**Problem requirements:**
Reproduce the rows below verbatim, starting at the beginning of the rows and ending with the line that contains "column 538, row 314", including that line.
[START OF Dataset records]
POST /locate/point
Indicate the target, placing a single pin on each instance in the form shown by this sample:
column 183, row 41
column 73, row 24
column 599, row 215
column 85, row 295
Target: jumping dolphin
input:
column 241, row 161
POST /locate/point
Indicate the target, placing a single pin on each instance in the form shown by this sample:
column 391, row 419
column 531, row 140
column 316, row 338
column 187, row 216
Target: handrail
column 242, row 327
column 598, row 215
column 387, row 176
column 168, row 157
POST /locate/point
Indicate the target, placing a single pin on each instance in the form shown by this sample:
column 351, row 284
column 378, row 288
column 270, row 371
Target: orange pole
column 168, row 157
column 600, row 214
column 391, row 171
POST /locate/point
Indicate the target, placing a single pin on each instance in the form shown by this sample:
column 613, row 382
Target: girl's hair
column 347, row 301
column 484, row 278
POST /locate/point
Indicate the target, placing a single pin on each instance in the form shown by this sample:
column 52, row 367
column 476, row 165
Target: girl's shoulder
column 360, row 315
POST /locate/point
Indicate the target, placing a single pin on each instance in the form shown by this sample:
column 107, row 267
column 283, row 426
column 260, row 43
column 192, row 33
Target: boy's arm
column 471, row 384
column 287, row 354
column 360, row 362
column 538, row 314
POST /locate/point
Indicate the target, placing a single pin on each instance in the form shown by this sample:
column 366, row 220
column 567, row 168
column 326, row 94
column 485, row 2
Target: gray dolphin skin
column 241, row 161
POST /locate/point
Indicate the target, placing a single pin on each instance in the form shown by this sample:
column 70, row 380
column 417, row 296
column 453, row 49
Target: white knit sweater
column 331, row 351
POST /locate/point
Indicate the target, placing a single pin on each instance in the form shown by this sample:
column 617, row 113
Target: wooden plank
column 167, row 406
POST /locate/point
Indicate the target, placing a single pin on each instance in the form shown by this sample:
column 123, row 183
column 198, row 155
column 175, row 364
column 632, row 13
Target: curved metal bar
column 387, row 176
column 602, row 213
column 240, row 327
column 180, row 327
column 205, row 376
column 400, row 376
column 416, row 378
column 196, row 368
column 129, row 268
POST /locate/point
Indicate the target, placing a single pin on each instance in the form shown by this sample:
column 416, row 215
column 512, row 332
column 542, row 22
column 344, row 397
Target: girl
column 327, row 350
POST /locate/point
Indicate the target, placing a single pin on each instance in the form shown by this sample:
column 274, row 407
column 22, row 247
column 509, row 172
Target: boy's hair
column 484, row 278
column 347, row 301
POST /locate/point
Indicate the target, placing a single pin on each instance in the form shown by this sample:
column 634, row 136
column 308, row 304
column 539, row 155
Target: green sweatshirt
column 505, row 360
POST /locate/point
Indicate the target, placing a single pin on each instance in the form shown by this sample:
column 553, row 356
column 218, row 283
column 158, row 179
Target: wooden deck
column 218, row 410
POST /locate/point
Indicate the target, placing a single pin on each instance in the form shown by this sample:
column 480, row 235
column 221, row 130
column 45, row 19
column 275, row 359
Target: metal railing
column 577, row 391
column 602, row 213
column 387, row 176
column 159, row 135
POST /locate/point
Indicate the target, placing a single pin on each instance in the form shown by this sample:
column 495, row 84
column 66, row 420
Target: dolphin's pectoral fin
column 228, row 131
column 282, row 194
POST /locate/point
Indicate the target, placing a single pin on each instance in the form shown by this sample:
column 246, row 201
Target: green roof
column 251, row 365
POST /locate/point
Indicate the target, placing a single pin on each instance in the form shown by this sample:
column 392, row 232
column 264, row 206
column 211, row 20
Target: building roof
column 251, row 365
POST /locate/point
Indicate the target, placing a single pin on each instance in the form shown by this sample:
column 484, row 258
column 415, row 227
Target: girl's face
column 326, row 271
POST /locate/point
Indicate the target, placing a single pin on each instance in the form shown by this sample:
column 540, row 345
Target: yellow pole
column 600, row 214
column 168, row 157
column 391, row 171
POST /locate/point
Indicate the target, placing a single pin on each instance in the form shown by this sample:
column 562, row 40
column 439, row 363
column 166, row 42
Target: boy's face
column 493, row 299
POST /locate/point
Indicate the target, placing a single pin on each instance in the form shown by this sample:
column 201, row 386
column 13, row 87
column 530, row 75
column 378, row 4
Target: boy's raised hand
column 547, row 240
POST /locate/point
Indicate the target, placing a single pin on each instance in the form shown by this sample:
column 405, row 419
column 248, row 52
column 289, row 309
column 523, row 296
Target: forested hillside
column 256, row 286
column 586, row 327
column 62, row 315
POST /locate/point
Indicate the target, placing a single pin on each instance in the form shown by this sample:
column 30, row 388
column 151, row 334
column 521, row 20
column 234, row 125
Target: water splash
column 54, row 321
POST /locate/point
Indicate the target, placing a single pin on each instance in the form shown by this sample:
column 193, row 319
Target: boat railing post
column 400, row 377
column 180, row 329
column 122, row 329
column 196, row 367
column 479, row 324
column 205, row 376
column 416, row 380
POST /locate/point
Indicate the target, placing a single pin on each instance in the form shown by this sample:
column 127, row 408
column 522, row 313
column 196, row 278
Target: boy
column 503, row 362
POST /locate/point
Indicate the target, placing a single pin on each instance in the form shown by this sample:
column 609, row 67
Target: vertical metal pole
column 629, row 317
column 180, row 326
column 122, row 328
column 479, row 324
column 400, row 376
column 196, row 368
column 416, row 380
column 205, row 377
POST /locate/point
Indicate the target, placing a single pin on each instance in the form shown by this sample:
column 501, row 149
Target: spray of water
[END OF Dataset records]
**Full output:**
POST /locate/point
Indicate the target, placing a single pin on each instance in the form shown by this sample:
column 183, row 41
column 73, row 24
column 599, row 215
column 85, row 295
Target: jumping dolphin
input:
column 241, row 161
POST /locate/point
Indicate the target, placing a single pin on each instance in the form shown by this sample:
column 391, row 419
column 531, row 140
column 316, row 338
column 187, row 216
Target: handrail
column 242, row 327
column 598, row 215
column 387, row 176
column 168, row 157
POST /locate/point
Indicate the target, placing a single pin on each instance in the form shown by this sample:
column 351, row 284
column 378, row 288
column 270, row 371
Target: orange pole
column 168, row 157
column 600, row 214
column 391, row 171
POST /locate/point
Indicate the target, placing a single pin on each instance in the form shown by this sample:
column 613, row 382
Target: girl's hair
column 347, row 301
column 484, row 278
POST /locate/point
Indicate the target, placing a single pin on each instance in the form shown by this sample:
column 52, row 367
column 476, row 165
Target: girl's shoulder
column 360, row 315
POST /locate/point
Indicate the target, placing a single pin on each instance in the form shown by this sample:
column 107, row 267
column 283, row 426
column 260, row 43
column 192, row 33
Target: boy's arm
column 471, row 384
column 287, row 354
column 360, row 362
column 538, row 314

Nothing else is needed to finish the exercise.